_GOAL OF THE EXERCISE_
In the passage on the child in HIV remission, copy out the part between "Now a young" and "ANRS VISCONTI study.", inclusive, changing every "young woman" to "young patient".

At the 8th International AIDS Society (IAS) Conference on HIV Pathogenesis, Treatment and Prevention, Dr Asier Saez-Cirion (HIV, Inflammation and Persistence Unit, Institut Pasteur) presented the world’s first case of prolonged remission, in a child being monitored in the French ANRS pediatric cohort.
Now a young woman of eighteen and a half, she was infected at birth by mother-to-child transmission and is now in virological remission, despite not having taken any antiretroviral therapy for the last twelve years. Monitored in the French ANRS pediatric cohort, this young woman seems to have benefited from the treatment that was initiated shortly after her birth and was continued for almost six years before being stopped. Her case suggests that long-term remission after early treatment may be achieved in children infected with HIV at birth, as demonstrated in 20 adults in the ANRS VISCONTI study.
As a result of your study, are you able to confirm the reasons why this young woman is in remission?
Dr Asier Saez-Cirion: Our work has demonstrated for the first time that long-term remission from HIV infection can be achieved in a child infected during the perinatal period, following discontinuation of effective antiretroviral therapy begun very early on, during the first few months of life.
We have proved that this child has none of the genetic factors known to be associated with natural infection control. Most likely she has been in virological remission so long because she received a combination of effective antiretrovirals very soon after infection.
If started very early, antiretrovirals may limit the constitution of viral reservoirs and preserve the body’s immune defenses. However, remission of infection is a rare phenomenon, and is without doubt due to a combination of several factors, possibly including factors that are specific to the host.
What is the difference between this young patient and the adult patients in the ANRS VISCONTI cohort?
Dr Asier Saez-Cirion: From a clinical, immunological and virological point of view, the case of this young woman is similar to that of adult patients in the ANRS EP47 VISCONTI study who, after a median of three years on antiretroviral therapy, initiated at primary infection (i.e. during the first few months after infection), showed virological and immunological control of their infection for a median of ten years, without having resumed antiretrovirals.
Prior to this study, the only known case of remission in children had been the Mississippi Baby, who subsequently lost control of the infection after 24 months. Given the immaturity of this child’s immune system, it was not then known whether prolonged remission was possible in children.
Did this young patient and the ANRS VISCONTI cohort receive a particular type of treatment?
Dr Asier Saez-Cirion: All these patients received standard treatment comprising different combinations of antiretroviral molecules, providing optimal infection control. These are treatments to which patients routinely have access in clinical settings. The common factor between the cases we are currently studying is that the treatment was started very soon after infection.
How will this discovery change the treatment provided for AIDS patients?
Dr Asier Saez-Cirion: This first, highly documented case should certainly encourage an overall strategy to administer antiretrovirals, within the weeks following birth, to all babies infected during pregnancy or delivery. However, we are as yet unable to predict who will benefit from a remission following discontinuation of treatment. It has been amply shown that uncontrolled infection following discontinuation of treatment has negative consequences for the patient. For this reason, discontinuation of antiretroviral treatment is not recommended, either in adults or in children, outside clinical trials.
In what respects is the IAS Conference an important event for scientists carrying out research into HIV?
Dr Asier Saez-Cirion: The IAS Conference is the largest international gathering of people involved in the fight against AIDS. This conference is unique in that it involves not only scientists, but also clinicians, community representatives, patients, etc., who meet to share the latest developments in fundamental and clinical research and the possible application of these results. In addition, since 2010 this conference has been preceded by the Towards an HIV Cure symposium, which has become a benchmark for specialists working on strategies for HIV remission and cure. This symposium was created on the initiative of Françoise Barré-Sinoussi, a scientist at the Institut Pasteur, who was awarded the Nobel Prize in Medicine in 2008 for her discovery of HIV.
This work was funded by the ANRS and conducted with the collaboration of teams from the Institut Pasteur, Inserm and the Paris University Hospitals.

_PROVIDED DATA_
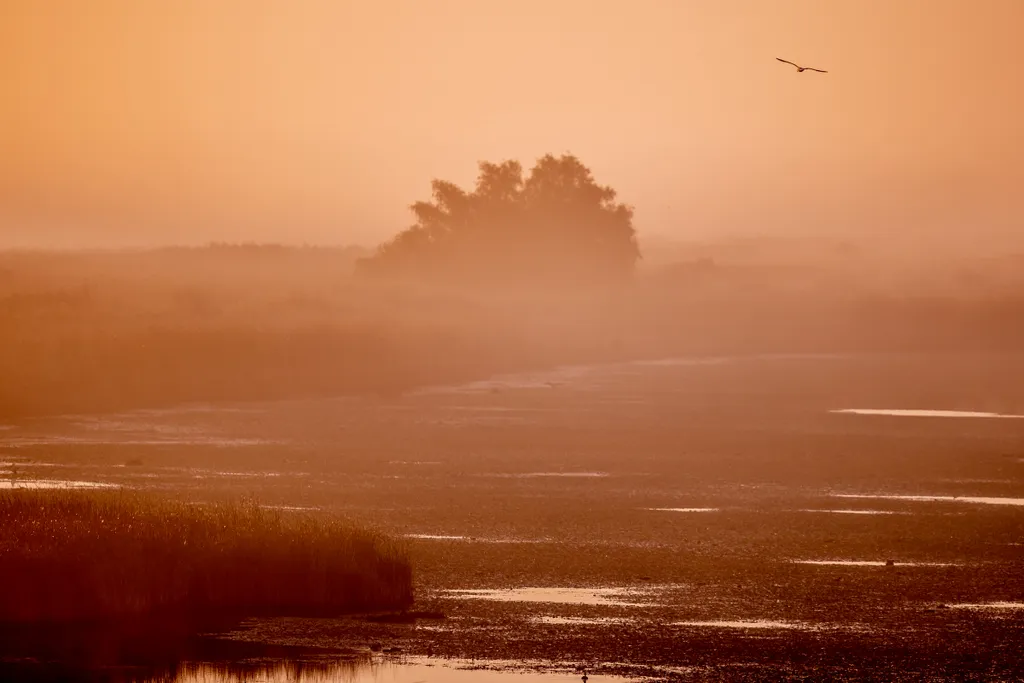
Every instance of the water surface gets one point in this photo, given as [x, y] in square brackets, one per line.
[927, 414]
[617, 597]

* * *

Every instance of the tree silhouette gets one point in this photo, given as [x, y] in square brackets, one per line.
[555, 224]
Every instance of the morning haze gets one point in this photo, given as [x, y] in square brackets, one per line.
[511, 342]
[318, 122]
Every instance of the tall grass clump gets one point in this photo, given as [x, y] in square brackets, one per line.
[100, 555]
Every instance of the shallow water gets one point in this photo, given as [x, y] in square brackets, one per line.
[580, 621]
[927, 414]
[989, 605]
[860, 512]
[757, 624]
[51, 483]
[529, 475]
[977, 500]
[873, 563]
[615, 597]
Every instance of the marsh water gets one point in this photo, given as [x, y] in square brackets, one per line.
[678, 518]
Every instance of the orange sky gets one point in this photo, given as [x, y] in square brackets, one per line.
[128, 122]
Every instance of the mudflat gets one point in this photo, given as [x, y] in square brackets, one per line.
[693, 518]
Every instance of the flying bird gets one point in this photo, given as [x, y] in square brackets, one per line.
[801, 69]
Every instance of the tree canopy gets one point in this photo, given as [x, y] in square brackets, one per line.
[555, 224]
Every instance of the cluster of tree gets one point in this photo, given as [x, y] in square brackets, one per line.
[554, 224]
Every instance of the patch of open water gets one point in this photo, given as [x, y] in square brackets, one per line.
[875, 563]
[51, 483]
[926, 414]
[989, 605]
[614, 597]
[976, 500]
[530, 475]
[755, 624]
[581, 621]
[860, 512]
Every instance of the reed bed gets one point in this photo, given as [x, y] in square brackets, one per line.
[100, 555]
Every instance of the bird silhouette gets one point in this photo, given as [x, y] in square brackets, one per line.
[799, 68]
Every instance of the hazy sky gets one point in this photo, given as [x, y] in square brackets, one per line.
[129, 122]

_RESPONSE FOR THIS EXERCISE_
Now a young patient of eighteen and a half, she was infected at birth by mother-to-child transmission and is now in virological remission, despite not having taken any antiretroviral therapy for the last twelve years. Monitored in the French ANRS pediatric cohort, this young patient seems to have benefited from the treatment that was initiated shortly after her birth and was continued for almost six years before being stopped. Her case suggests that long-term remission after early treatment may be achieved in children infected with HIV at birth, as demonstrated in 20 adults in the ANRS VISCONTI study.